[Extracted data entries]
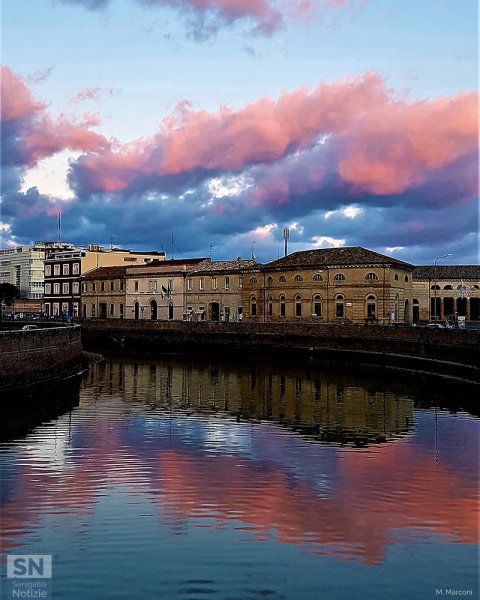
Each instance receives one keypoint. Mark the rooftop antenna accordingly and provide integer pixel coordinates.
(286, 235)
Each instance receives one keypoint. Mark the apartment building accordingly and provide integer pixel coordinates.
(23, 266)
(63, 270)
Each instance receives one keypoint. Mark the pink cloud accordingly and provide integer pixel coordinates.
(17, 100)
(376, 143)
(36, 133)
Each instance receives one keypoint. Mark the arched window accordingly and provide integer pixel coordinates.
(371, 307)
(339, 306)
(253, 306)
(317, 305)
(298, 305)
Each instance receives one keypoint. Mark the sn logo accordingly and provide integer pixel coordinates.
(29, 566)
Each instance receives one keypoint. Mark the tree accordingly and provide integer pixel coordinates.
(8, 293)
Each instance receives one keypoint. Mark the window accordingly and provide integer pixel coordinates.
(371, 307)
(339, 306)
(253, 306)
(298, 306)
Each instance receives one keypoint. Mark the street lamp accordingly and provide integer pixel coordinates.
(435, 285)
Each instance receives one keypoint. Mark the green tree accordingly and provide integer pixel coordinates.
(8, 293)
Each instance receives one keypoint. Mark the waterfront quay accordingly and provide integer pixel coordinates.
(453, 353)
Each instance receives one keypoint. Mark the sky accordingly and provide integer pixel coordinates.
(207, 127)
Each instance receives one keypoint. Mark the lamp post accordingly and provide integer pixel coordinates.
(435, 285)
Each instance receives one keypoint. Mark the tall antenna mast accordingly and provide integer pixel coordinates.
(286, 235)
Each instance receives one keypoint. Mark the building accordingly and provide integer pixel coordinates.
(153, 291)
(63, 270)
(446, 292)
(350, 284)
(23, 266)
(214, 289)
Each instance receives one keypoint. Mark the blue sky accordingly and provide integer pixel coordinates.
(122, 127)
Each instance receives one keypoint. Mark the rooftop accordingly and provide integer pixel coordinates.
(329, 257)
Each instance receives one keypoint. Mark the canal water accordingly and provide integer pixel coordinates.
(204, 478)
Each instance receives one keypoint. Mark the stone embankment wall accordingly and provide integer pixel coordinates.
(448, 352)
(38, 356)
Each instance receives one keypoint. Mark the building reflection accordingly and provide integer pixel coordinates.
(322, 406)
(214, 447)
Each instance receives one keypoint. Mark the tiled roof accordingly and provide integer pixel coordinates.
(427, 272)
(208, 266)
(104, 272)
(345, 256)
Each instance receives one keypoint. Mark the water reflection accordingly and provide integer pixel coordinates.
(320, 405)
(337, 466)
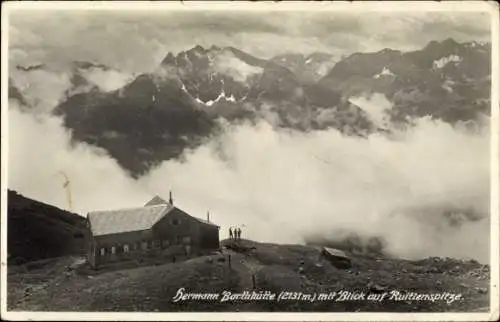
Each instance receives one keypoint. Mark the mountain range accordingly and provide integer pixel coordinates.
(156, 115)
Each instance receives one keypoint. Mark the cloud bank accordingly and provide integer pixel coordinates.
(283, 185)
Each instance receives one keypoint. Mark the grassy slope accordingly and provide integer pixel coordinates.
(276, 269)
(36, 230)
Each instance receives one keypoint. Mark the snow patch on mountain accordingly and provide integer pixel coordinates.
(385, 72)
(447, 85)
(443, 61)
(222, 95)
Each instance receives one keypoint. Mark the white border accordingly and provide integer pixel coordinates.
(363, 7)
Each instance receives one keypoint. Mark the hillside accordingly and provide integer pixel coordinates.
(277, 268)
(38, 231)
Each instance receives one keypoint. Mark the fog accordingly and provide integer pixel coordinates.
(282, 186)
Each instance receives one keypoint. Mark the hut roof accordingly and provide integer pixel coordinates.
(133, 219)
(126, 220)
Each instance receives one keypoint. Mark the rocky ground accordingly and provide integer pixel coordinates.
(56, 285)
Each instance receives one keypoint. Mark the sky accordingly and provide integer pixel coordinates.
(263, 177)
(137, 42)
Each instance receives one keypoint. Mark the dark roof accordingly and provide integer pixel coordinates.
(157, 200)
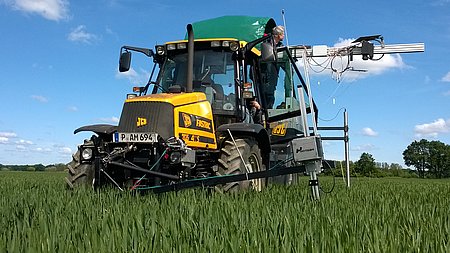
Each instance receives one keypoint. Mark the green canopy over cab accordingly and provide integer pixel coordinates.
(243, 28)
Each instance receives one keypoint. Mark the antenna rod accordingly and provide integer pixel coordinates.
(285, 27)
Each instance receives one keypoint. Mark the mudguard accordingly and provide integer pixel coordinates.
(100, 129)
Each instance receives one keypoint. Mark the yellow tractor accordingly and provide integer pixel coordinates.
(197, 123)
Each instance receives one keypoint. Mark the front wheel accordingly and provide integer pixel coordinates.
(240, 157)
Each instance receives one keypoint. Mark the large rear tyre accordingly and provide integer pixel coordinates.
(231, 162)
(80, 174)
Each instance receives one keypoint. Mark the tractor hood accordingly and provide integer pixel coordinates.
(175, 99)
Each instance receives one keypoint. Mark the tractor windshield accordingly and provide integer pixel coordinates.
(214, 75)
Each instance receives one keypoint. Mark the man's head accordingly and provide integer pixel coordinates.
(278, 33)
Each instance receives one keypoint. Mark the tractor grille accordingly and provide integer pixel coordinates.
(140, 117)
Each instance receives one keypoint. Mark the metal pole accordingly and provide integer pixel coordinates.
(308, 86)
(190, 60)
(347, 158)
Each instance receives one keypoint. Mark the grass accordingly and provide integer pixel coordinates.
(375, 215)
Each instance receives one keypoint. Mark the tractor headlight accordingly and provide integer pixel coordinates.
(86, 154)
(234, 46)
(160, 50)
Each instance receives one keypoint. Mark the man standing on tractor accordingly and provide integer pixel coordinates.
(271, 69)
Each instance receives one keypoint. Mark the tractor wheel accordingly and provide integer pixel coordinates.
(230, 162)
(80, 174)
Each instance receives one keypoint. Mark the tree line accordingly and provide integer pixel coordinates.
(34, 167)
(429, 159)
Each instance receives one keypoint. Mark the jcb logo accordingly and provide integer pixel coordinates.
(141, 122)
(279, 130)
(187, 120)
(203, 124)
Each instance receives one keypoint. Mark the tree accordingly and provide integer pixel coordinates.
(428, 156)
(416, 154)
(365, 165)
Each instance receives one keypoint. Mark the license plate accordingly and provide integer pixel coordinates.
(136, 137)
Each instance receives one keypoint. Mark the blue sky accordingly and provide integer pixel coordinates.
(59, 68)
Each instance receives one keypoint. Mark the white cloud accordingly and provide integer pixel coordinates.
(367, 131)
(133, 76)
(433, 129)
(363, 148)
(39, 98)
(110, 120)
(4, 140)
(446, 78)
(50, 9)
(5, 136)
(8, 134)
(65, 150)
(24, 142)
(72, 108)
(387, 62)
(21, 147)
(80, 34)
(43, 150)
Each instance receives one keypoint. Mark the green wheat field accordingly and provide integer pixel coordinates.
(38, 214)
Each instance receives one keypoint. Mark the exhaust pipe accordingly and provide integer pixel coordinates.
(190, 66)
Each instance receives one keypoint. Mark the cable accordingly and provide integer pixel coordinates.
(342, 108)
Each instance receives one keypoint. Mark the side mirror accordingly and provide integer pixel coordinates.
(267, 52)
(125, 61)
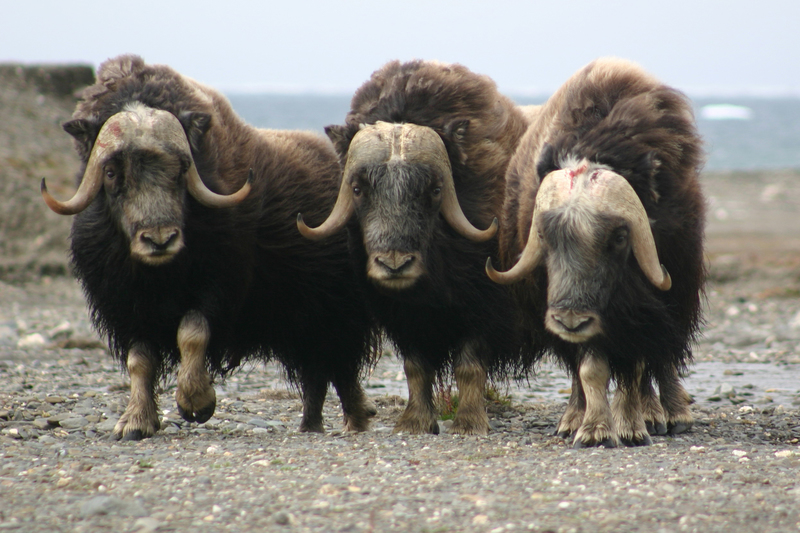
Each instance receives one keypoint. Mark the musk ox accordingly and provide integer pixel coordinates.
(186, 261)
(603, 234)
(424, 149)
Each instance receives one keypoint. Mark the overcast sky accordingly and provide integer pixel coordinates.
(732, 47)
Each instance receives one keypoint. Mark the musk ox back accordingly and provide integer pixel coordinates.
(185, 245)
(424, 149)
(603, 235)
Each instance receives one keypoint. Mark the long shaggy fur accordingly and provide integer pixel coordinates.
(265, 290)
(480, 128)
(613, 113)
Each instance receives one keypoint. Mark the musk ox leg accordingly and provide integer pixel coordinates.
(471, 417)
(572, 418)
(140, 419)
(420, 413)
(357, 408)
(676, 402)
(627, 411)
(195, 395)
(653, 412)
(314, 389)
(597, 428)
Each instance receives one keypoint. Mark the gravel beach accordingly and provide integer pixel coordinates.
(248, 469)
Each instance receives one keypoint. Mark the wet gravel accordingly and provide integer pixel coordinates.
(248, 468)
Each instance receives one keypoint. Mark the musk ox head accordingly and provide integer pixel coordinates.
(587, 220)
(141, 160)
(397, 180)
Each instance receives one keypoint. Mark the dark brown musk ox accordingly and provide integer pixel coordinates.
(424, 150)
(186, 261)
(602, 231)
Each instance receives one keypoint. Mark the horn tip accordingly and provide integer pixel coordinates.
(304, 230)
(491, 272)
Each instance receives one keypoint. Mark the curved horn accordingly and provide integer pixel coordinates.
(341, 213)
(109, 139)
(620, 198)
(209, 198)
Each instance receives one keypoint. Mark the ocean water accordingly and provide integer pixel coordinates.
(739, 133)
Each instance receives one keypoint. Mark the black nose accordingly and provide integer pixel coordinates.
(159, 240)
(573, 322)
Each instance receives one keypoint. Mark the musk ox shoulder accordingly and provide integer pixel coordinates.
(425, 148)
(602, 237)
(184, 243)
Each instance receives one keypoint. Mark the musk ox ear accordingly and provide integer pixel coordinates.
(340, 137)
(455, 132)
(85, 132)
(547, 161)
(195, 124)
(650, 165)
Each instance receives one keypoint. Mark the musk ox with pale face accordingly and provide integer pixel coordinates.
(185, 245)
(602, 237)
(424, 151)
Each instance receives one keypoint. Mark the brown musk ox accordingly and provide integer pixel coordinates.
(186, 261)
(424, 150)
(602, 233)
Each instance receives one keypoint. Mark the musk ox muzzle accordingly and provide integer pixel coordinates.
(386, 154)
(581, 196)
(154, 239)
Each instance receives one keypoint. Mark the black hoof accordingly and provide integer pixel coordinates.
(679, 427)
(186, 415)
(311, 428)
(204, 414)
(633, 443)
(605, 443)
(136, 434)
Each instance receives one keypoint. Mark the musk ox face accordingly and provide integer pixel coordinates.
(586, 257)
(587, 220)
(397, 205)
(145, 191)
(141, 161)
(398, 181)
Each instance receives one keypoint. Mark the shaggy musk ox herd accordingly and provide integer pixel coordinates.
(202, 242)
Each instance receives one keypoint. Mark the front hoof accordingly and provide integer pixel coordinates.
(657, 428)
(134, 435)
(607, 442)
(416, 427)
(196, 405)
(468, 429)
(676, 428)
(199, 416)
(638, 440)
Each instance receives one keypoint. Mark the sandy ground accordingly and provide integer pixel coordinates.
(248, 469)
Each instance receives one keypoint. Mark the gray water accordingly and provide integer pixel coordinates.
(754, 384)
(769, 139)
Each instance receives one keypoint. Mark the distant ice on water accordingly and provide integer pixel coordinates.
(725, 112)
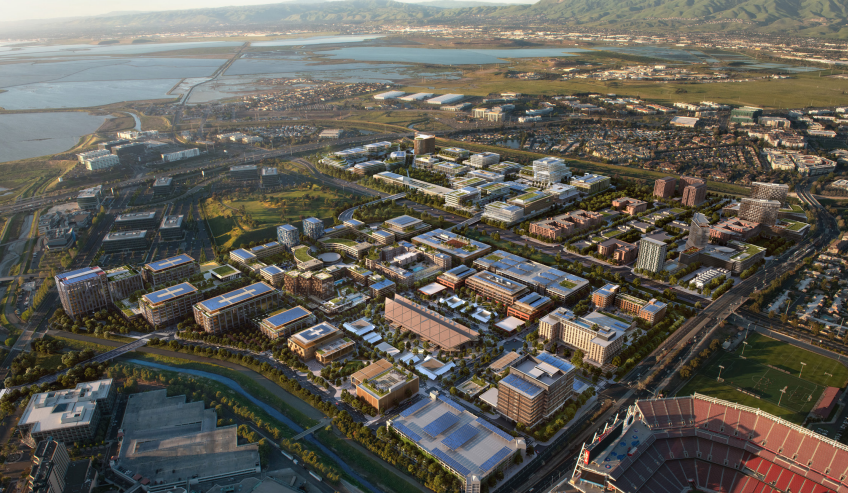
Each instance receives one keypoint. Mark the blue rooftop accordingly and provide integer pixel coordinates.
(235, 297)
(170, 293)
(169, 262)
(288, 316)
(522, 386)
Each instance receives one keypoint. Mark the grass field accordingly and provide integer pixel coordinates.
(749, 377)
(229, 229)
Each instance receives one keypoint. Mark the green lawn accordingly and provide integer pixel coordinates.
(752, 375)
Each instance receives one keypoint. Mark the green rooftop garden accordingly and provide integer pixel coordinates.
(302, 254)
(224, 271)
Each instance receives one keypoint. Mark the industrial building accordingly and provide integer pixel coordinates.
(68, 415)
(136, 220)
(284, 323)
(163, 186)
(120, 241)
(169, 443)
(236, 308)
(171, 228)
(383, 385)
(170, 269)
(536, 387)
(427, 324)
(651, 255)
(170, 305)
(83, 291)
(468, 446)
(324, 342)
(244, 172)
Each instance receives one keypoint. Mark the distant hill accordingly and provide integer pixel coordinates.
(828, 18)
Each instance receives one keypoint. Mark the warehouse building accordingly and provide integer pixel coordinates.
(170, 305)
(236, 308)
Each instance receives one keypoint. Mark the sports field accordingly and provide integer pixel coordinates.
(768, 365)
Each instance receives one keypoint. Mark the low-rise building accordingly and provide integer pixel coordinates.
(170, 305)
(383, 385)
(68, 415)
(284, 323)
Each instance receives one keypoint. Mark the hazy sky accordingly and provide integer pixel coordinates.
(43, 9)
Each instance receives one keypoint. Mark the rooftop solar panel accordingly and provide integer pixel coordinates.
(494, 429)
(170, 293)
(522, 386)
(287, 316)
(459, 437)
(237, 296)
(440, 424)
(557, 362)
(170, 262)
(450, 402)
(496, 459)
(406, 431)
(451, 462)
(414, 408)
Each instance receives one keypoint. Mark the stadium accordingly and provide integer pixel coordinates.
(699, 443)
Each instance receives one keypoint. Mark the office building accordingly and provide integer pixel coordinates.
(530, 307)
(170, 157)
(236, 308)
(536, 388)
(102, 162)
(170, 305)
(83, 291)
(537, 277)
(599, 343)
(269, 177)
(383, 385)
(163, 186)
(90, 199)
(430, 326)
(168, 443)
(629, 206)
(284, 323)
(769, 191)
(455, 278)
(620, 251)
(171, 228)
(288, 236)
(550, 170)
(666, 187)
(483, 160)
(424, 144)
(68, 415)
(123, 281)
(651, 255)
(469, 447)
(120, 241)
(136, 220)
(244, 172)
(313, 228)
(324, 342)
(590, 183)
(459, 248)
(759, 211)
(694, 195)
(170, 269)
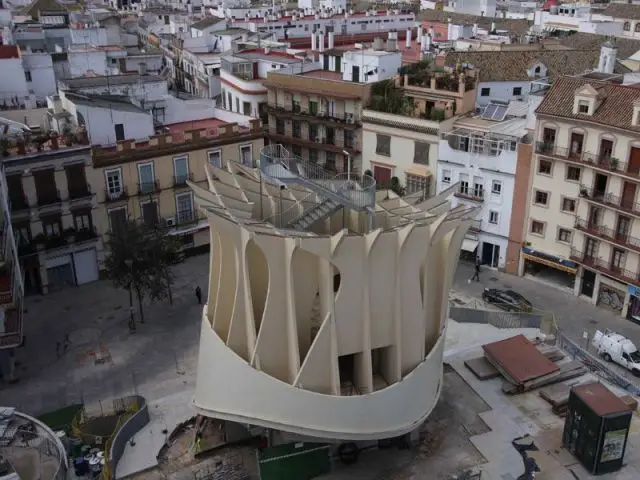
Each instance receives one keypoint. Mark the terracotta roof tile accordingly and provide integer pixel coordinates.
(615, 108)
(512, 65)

** WHAT IS BEING ASKED **
Using the records above, reproduce exactly the lines from the line containing "Each instance receives one keypoint. Mark the warehouse" through the last line, with both ends kept and no pictures.

** TASK RESPONSE **
Each instance receives one keypoint. Mark the warehouse building accordingly and provide integer pixel coordinates.
(170, 305)
(236, 308)
Each instance receives one keypoint. Mark the sports field accordingly and provide integer pixel coordinates.
(768, 365)
Each instance receives one keypoint. Mark the low-rise building accordingly and provide integer pixel coordinates.
(170, 305)
(383, 385)
(68, 415)
(284, 323)
Each instance receives one keypoint. Mark the hazy sky accordingly and provide integer pixel coordinates.
(43, 9)
Each instance receives one keypoint. Mark the rooftop solar panel accordingly and provide integer pixel coordinates.
(494, 429)
(170, 293)
(522, 386)
(287, 316)
(459, 437)
(237, 296)
(440, 424)
(557, 362)
(170, 262)
(450, 402)
(496, 459)
(406, 431)
(451, 462)
(414, 408)
Each instance receives one keypoint. Mark the stadium accordingly and provide integer pixel coordinates.
(699, 443)
Each instance receives one keypoint. Mark the office building accordingly and provide integer pixel coordinates.
(530, 307)
(170, 157)
(236, 308)
(536, 388)
(102, 162)
(170, 305)
(83, 291)
(537, 277)
(599, 343)
(269, 177)
(383, 385)
(163, 186)
(90, 199)
(430, 326)
(168, 443)
(629, 206)
(284, 323)
(769, 191)
(455, 278)
(620, 251)
(171, 228)
(288, 236)
(550, 170)
(666, 187)
(483, 160)
(424, 144)
(68, 415)
(123, 281)
(651, 255)
(469, 447)
(120, 241)
(136, 220)
(244, 172)
(313, 228)
(324, 342)
(590, 183)
(459, 248)
(759, 211)
(694, 195)
(170, 269)
Each instance receives one keypoint. Mark the terracotta roof tile accordingly and provide integer pixel coordinates.
(615, 108)
(512, 65)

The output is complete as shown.